SHORT TASK | Output every line of the entries from the line containing "Where can the sky" through the last, exactly, with no other content.

<<<<

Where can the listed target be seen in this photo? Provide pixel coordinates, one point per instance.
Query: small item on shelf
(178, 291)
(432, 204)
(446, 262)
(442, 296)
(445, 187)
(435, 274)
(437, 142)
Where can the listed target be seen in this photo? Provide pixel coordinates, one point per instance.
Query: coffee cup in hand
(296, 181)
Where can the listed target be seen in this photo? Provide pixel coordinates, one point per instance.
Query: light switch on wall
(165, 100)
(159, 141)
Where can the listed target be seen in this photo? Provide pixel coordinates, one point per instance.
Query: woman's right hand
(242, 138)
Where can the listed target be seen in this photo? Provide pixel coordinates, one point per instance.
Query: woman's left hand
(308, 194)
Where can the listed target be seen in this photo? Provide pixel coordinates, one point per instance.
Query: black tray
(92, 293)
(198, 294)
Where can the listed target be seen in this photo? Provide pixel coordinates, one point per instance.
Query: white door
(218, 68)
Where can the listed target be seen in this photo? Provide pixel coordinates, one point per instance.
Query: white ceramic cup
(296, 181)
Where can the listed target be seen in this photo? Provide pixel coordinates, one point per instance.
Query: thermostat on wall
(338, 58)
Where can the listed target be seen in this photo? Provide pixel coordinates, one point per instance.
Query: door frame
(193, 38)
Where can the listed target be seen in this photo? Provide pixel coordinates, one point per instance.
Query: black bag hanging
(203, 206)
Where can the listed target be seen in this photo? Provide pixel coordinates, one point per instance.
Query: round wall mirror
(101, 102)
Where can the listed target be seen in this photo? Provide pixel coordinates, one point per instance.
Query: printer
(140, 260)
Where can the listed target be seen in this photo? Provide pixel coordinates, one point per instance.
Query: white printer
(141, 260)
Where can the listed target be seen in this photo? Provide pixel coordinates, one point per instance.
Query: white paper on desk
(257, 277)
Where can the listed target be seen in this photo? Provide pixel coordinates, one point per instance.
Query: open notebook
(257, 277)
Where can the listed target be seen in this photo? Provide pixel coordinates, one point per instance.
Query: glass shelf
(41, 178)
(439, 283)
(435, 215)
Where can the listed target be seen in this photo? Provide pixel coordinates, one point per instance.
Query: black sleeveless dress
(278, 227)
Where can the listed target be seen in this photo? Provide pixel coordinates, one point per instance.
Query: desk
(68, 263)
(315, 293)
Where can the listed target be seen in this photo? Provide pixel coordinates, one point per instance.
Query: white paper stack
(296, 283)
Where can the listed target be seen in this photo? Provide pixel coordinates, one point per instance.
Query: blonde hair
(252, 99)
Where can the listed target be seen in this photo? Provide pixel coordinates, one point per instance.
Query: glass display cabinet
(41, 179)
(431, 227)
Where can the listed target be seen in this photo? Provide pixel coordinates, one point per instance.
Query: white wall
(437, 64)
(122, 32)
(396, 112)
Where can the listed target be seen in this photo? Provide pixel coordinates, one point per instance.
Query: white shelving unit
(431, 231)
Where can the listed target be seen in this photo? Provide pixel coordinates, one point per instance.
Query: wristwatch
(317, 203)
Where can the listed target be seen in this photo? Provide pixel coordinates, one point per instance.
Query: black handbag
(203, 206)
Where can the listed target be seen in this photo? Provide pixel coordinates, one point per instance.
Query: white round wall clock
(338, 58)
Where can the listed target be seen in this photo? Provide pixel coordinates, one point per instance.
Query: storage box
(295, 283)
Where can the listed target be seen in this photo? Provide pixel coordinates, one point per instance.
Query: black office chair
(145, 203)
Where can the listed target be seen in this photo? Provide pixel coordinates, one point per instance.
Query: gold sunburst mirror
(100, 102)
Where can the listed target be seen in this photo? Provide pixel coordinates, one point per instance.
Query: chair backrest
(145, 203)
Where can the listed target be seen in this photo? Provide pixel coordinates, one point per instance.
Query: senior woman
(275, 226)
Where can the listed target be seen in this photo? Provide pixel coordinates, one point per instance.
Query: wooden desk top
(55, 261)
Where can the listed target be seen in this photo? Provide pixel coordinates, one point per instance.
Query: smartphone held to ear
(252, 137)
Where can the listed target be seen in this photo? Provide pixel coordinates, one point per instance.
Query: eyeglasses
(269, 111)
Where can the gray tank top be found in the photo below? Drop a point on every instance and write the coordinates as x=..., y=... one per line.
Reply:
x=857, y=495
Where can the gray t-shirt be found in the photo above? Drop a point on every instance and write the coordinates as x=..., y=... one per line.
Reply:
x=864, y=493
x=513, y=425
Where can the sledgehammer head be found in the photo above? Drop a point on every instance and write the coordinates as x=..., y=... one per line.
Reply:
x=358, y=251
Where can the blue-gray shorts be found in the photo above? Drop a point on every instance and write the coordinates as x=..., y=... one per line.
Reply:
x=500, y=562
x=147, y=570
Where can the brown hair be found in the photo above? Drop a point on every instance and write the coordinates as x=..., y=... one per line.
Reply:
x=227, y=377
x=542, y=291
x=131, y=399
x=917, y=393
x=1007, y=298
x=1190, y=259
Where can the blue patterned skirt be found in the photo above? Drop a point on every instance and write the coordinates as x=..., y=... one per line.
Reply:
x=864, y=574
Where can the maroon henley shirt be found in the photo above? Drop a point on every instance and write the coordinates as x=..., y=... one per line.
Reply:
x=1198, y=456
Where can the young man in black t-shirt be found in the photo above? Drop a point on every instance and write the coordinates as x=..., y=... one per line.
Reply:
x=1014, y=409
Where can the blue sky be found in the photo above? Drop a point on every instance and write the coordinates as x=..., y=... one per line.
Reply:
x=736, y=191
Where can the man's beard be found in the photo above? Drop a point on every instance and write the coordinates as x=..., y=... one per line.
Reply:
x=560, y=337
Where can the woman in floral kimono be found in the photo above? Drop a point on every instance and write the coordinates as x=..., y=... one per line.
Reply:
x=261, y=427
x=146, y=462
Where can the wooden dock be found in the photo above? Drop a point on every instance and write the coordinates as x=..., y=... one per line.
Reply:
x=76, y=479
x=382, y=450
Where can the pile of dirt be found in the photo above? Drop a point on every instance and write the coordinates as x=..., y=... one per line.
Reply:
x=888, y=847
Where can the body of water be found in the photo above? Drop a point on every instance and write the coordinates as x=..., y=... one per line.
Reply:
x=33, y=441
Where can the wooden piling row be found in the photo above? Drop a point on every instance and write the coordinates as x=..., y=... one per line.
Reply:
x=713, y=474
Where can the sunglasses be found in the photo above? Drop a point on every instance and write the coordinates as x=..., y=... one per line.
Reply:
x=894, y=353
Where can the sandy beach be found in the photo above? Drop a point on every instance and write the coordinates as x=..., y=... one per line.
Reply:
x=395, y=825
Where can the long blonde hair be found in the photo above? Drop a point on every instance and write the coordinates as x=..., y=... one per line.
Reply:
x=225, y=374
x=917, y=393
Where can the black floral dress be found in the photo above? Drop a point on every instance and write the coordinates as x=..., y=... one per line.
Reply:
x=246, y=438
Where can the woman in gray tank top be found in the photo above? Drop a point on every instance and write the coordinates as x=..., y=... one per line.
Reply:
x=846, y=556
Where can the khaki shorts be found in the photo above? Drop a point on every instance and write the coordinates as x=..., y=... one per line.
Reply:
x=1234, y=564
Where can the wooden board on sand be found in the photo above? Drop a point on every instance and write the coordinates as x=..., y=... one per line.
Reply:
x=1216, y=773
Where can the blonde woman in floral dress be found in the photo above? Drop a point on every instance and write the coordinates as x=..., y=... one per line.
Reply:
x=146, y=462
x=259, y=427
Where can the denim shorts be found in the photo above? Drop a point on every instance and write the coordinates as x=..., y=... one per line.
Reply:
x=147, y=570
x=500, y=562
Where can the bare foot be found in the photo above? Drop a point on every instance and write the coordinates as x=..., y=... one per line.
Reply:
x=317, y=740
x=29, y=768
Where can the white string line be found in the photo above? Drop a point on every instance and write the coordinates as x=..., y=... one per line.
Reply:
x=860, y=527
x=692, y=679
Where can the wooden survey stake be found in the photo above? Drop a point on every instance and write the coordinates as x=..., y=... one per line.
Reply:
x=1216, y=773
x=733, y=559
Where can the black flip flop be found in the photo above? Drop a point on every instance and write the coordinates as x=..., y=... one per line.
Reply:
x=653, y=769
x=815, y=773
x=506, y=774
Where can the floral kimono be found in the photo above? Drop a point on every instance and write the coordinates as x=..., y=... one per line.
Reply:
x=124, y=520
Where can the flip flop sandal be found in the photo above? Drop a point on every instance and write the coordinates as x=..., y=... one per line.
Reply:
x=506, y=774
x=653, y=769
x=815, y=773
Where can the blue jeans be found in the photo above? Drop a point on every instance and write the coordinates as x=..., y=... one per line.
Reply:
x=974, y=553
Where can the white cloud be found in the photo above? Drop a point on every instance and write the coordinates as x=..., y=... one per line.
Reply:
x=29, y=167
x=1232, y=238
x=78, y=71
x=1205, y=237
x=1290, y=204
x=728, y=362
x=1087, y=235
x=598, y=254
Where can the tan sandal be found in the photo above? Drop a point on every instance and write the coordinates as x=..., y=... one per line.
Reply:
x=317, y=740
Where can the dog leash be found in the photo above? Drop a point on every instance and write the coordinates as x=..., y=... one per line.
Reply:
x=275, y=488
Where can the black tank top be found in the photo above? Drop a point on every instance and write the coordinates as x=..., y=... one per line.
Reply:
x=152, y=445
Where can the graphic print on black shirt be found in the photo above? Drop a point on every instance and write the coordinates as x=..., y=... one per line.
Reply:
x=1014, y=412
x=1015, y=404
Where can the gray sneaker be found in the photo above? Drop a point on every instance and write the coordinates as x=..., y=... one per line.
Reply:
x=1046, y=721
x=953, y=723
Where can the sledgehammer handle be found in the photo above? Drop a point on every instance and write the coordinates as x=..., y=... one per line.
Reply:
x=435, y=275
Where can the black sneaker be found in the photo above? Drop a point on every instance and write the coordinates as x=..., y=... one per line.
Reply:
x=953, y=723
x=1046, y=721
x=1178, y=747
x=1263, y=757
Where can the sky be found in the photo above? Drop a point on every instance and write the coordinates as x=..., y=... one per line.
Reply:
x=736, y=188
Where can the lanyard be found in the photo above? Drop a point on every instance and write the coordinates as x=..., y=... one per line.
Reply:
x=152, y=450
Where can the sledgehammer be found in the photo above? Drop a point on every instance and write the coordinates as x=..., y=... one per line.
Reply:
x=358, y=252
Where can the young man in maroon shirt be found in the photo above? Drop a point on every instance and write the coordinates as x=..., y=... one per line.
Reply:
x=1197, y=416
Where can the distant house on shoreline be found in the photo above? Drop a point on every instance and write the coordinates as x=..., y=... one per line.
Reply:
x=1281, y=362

>>>>

TASK ANSWER |
Where can the sky be found in the photo above? Drop a point on every instance and write the coordinates as x=..., y=... one per line.
Reply:
x=736, y=188
Where can the lanyard be found in the photo above? Drop a point on every instance and write the coordinates as x=..., y=... one per line.
Reply:
x=152, y=450
Where can the sledgehammer be found in the photo above? Drop a point on every instance and write the coordinates as x=..., y=... one per line.
Reply:
x=358, y=252
Where can the young man in maroon shirt be found in the photo above? Drop a point on every instance and write the coordinates as x=..., y=... one per line.
Reply:
x=1197, y=416
Where can the distant house on shoreline be found in the photo above? Drop a point on every instance and write the coordinates as x=..., y=... one per line.
Reply:
x=1281, y=362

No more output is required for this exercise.